**STUDY TEXT**
——
The company says its net loss attributable to common shareholders amounted to $1.24 billion or $1.36 per share for the quarter ended Sept. 30 compared with a profit of $640 million or 70 cents per share a year earlier.

On an adjusted basis, BCE says it earned 75 cents per share in its latest quarter compared with an adjusted profit of 81 cents per share in the same quarter last year.

“Bell’s results for the third quarter demonstrate that we are disciplined in our pursuit of profitable growth in an intensely competitive environment,” BCE chief executive Mirko Bibic said in a statement.

“Our focus this quarter, and throughout 2024, has been to attract higher-margin subscribers and reduce costs to help offset short-term revenue impacts from sustained competitive pricing pressures, slow economic growth and a media advertising market that is in transition.”

Operating revenue for the quarter totalled $5.97 billion, down from $6.08 billion in its third quarter of 2023.

BCE also said it now expects its revenue for 2024 to fall about 1.5 per cent compared with earlier guidance for an increase of zero to four per cent.

The company says the change comes as it faces lower-than-anticipated wireless product revenue and sustained pressure on wireless prices.

BCE added 33,111 net postpaid mobile phone subscribers, down 76.8 per cent from the same period last year, which was the company’s second-best performance on the metric since 2010.

It says the drop was driven by higher customer churn — a measure of subscribers who cancelled their service — amid greater competitive activity and promotional offer intensity. BCE’s monthly churn rate for the category was 1.28 per cent, up from 1.1 per cent during its previous third quarter.

The company also saw 11.6 per cent fewer gross subscriber activations “due to more targeted promotional offers and mobile device discounting compared to last year.”

Bell’s wireless mobile phone average revenue per user was $58.26, down 3.4 per cent from $60.28 in the third quarter of the prior year.
——
**PROMPT A**
In the article on BCE's quarterly results, what was Bell's wireless mobile phone average revenue per user?
**PROMPT B**
From the article on BCE's quarterly results, reproduce word for word the part that opens with the words containing "BCE added 33,111" and closes with "metric since 2010.".
**PROMPT C**
Summarize the article on BCE's quarterly results in two sentences.
——
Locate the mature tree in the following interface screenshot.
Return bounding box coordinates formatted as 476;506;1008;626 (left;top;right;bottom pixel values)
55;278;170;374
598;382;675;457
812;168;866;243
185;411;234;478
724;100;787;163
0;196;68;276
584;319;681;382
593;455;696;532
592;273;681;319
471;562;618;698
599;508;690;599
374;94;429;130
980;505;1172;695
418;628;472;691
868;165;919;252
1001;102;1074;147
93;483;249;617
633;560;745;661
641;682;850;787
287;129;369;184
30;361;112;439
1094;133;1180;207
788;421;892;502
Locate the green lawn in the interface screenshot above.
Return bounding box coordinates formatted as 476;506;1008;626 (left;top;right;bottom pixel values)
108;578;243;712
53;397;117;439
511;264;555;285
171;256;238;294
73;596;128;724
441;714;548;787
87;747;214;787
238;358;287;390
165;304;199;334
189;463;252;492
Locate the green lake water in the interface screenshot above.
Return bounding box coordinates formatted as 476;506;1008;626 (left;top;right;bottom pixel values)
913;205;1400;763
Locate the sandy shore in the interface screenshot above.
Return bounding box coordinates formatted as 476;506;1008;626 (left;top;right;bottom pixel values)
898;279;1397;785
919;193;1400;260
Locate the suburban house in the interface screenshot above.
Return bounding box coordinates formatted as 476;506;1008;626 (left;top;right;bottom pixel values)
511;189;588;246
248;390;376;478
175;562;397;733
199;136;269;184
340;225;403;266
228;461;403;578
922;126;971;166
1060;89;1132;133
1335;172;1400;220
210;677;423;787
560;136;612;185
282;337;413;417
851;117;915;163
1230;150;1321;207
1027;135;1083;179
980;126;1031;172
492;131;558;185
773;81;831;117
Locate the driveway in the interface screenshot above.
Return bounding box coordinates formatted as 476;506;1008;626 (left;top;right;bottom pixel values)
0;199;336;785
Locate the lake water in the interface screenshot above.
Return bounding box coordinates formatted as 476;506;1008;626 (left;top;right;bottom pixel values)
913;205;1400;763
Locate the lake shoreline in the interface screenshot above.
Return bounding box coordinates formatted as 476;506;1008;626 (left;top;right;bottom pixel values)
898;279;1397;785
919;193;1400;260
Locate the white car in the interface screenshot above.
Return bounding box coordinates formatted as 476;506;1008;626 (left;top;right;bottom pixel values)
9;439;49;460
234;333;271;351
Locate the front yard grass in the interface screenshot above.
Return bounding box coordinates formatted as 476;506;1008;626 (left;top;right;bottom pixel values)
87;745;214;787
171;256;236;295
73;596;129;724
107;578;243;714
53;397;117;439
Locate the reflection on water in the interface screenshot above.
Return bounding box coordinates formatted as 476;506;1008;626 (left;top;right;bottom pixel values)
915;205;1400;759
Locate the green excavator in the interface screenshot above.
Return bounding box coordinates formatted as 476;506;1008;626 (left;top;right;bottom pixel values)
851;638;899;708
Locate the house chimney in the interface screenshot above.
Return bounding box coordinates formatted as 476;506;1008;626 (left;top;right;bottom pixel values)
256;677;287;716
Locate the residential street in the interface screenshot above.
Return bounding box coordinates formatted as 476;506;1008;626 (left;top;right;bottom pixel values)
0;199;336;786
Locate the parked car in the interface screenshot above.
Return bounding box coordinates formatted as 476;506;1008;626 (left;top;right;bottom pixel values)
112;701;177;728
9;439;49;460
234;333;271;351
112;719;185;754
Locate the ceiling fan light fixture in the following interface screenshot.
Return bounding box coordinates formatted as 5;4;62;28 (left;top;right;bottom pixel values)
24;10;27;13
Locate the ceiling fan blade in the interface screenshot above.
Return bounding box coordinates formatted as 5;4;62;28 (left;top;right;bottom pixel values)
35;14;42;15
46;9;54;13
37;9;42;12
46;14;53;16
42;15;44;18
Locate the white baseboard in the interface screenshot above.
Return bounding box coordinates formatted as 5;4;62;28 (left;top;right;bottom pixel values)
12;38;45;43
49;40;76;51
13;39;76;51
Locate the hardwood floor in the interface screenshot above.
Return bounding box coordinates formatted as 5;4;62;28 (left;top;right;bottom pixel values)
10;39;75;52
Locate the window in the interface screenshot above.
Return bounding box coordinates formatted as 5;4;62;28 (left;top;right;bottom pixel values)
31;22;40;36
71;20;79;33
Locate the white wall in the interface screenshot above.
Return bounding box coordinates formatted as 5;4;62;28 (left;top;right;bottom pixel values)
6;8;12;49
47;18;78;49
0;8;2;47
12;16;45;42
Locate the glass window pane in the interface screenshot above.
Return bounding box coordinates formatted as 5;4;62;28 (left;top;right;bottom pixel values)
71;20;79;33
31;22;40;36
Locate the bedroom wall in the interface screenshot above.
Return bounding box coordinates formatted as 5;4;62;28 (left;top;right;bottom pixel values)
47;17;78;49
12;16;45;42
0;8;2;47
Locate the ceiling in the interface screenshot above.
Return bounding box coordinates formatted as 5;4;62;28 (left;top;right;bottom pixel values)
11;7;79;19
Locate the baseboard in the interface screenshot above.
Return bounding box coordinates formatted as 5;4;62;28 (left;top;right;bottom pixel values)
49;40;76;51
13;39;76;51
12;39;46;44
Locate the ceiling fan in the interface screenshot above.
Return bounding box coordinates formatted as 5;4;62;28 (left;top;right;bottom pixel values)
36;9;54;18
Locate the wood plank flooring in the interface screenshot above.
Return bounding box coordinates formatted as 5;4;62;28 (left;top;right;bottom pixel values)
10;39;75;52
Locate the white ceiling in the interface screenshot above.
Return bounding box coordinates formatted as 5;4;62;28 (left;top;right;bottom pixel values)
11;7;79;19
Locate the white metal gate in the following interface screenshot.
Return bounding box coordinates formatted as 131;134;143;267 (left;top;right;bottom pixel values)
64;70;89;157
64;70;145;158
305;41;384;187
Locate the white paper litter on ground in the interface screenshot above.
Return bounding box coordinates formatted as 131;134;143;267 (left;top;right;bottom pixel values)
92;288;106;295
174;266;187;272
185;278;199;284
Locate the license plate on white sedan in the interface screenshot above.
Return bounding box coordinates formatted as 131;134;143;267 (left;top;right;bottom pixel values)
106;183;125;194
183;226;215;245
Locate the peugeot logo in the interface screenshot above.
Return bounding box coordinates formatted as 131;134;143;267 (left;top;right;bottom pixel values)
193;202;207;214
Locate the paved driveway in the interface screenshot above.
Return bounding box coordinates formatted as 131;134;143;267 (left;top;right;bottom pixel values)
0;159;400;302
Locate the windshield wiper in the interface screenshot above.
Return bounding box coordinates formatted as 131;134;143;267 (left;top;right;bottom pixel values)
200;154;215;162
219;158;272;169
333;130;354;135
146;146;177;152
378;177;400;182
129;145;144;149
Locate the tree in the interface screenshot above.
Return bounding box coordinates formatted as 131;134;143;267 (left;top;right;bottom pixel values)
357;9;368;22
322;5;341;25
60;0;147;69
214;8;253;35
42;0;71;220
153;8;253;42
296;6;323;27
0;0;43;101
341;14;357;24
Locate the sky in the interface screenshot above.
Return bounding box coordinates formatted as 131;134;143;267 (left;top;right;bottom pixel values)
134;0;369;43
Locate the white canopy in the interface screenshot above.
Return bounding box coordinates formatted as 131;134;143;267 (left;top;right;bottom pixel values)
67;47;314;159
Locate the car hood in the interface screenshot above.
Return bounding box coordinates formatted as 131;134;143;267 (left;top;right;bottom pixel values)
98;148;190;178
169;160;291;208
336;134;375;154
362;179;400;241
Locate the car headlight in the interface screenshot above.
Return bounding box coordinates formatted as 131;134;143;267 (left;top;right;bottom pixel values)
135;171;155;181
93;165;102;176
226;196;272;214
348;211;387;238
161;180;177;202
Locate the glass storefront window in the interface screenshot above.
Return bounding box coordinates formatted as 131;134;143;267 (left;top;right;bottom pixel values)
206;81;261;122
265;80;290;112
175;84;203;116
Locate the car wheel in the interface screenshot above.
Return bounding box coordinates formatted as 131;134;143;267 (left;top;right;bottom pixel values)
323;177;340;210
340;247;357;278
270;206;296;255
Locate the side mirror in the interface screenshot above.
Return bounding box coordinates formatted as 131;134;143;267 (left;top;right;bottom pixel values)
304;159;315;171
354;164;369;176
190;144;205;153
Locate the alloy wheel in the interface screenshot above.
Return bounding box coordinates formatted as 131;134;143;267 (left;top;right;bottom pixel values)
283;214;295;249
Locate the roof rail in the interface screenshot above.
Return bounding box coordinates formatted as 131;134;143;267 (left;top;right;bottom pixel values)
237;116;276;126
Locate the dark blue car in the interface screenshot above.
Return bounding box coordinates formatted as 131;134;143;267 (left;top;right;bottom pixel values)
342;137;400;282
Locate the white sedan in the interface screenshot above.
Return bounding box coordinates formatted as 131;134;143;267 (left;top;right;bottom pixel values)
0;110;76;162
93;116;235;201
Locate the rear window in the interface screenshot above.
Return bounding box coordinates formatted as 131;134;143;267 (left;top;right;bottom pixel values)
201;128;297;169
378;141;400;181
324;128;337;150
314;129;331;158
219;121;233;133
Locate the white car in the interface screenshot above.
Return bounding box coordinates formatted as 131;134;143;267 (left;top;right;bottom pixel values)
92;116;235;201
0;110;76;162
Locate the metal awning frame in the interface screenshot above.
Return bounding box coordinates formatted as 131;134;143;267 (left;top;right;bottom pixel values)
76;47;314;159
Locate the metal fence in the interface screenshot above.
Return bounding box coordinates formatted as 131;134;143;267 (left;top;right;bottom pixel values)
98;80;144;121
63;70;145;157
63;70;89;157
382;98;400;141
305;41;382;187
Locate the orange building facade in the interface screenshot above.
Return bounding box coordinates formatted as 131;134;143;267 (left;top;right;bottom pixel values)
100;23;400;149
——
**TASK OUTPUT A**
$58.26

**TASK OUTPUT B**
BCE added 33,111 net postpaid mobile phone subscribers, down 76.8 per cent from the same period last year, which was the company’s second-best performance on the metric since 2010.

**TASK OUTPUT C**
BCE reported a net loss attributable to common shareholders of $1.24 billion, or $1.36 per share, for the quarter ended Sept. 30, compared with a profit of $640 million a year earlier, and operating revenue fell to $5.97 billion from $6.08 billion. The company now expects 2024 revenue to fall about 1.5 percent, citing lower-than-anticipated wireless product revenue and sustained pressure on wireless prices.